◆ **Document section**
** Begin **

This infinite loop with selects of undef feels over-reduced. It seems fragile, since a pass could come along and optimize the select to the non-undef operand.

I liked the test case from PR37133, but it's reliance on debug info (any, not just standalone) scares me:

int a, b;
unsigned long long c;
void e() {
  long long d;
  b = 33;
  d = a;
  if (c < a) {
    b = 32;
    d = c;
  }
  if (d)
    b = 2;
}

We should reopen it or file a split separate bug, because we generate two more BBs on that code when debug info is enabled. :(

In any case, is there a better way to write this test case using legalized arithmetic? An i128 x64 test case with live-out eflags might also be interesting.

chandlerc added inline comments.Apr 16 2018, 3:37 PM
llvm/test/CodeGen/X86/copy-eflags.ll
293 ↗(On Diff #142573)

I actually tried some to remove the undef stuff. I couldn't find a pattern that triggered the bug. =[ I guess I can keep trying...

chandlerc updated this revision to Diff 142721.Apr 16 2018, 5:03 PM

Arrange this test case to be slightly less brittle.

chandlerc added inline comments.Apr 16 2018, 5:06 PM
llvm/test/CodeGen/X86/copy-eflags.ll
293 ↗(On Diff #142573)

Got the undefs out. How much more should I do here?

rnk accepted this revision.Apr 17 2018, 9:44 AM

lgtm

llvm/test/CodeGen/X86/copy-eflags.ll
293 ↗(On Diff #142573)

I guess the live-out eflags are getting created by a combination of SBB and select-to-jump x86 lowering logic. I guess this is as reduced as we can get.

This revision is now accepted and ready to land.Apr 17 2018, 9:44 AM
This revision was automatically updated to reflect the committed changes.
mzolotukhin added inline comments.
llvm/trunk/lib/Target/X86/X86FlagsCopyLowering.cpp
445–457

Could all of this be under DEBUG? The fatal error we're reporting here looks like an internal compiler assert anyway.
If we put in entirely under DEBUG, we can avoid building dominators in Release compilers.

chandlerc added inline comments.Apr 19 2018, 12:23 AM
llvm/trunk/lib/Target/X86/X86FlagsCopyLowering.cpp
445–457

The reason we've kept a number of these as fatal errors is due to our concern about latent problems in LLVM. We're essentially introducing a pretty novel set of constraints on what kinds of EFLAGS copies can be lowered, and trying to get somewhat more reliable failure modes if this bites us...

And at least one of these already helped uncover a bug (that this patch is fixing)...

** End **

◆ **Recorded data**
** Begin **

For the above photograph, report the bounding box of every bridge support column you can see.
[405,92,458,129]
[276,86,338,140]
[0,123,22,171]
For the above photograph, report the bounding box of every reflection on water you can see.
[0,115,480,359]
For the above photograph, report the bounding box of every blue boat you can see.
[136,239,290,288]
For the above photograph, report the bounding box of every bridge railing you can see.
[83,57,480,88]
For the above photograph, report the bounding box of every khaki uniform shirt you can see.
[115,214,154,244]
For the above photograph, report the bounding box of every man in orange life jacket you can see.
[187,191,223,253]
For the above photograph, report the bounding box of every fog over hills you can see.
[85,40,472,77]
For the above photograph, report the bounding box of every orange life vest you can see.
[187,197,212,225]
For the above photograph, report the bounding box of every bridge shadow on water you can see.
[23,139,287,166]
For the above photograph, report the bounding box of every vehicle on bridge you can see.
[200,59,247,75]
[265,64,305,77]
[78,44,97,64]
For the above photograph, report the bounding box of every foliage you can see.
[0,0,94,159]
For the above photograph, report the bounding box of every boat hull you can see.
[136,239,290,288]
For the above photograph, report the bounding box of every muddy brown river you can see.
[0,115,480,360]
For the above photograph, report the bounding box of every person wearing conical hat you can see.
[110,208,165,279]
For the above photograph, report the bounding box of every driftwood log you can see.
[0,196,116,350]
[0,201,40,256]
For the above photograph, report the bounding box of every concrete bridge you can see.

** End **

◆ **Written task 1**
Within the rows, begin at the line that contains "For the above photograph, report the bounding box of every blue" and stop after the line that contains "[23,139,287,166]". Swap "orange" for "yellow" wherever it occurs in those lines and reproduce them with everything else unchanged.
◆ **Written task 2**
Write the next part of the code review discussion about the EFLAGS copy lowering patch, picking up after its final sentence.
The text and the rows have no connection to each other.

◆ **Task result 1**
For the above photograph, report the bounding box of every blue boat you can see.
[136,239,290,288]
For the above photograph, report the bounding box of every bridge railing you can see.
[83,57,480,88]
For the above photograph, report the bounding box of every khaki uniform shirt you can see.
[115,214,154,244]
For the above photograph, report the bounding box of every man in yellow life jacket you can see.
[187,191,223,253]
For the above photograph, report the bounding box of every fog over hills you can see.
[85,40,472,77]
For the above photograph, report the bounding box of every yellow life vest you can see.
[187,197,212,225]
For the above photograph, report the bounding box of every bridge shadow on water you can see.
[23,139,287,166]

◆ **Task result 2**
Is the domtree analysis cost showing up significantly in compile times for you? Are there other concerns?

mzolotukhin added inline comments.Apr 19 2018, 12:43 AM
llvm/trunk/lib/Target/X86/X86FlagsCopyLowering.cpp
445–457

I see a value of having it on at least for some time, but I think in the long run we should turn it into an assert. Would it be possible?

I just noticed a new pass in the pipeline and wanted to check if it can be avoided. On O0 dom-tree analysis costs ~0.25% geomean (on CTMark), so each separate invocation doesn't seem to cost much, but they add up eventually.

By the way, why didn't we catch the bug you are talking about with RA compiler bots? Maybe that's an argument for adding more RA bots?

chandlerc added inline comments.Apr 19 2018, 1:26 AM
llvm/trunk/lib/Target/X86/X86FlagsCopyLowering.cpp
445–457

Sorry, I misunderstood. Long term, we can almost certainly move all of this to an assert-only kind of check. We just are benefiting (for now) from more aggressive checking.

But you ask a great question: why don't the release+asserts deployments catch these?

The frustrating thing is that some of the patterns here are *really* rare, or really tricky to reproduce. One of the test cases we got only reproduces when you build the input with debug info enabled! We still don't know why. The other test case only reproduces on 32-bit x86, where we (sadly) have much less testing.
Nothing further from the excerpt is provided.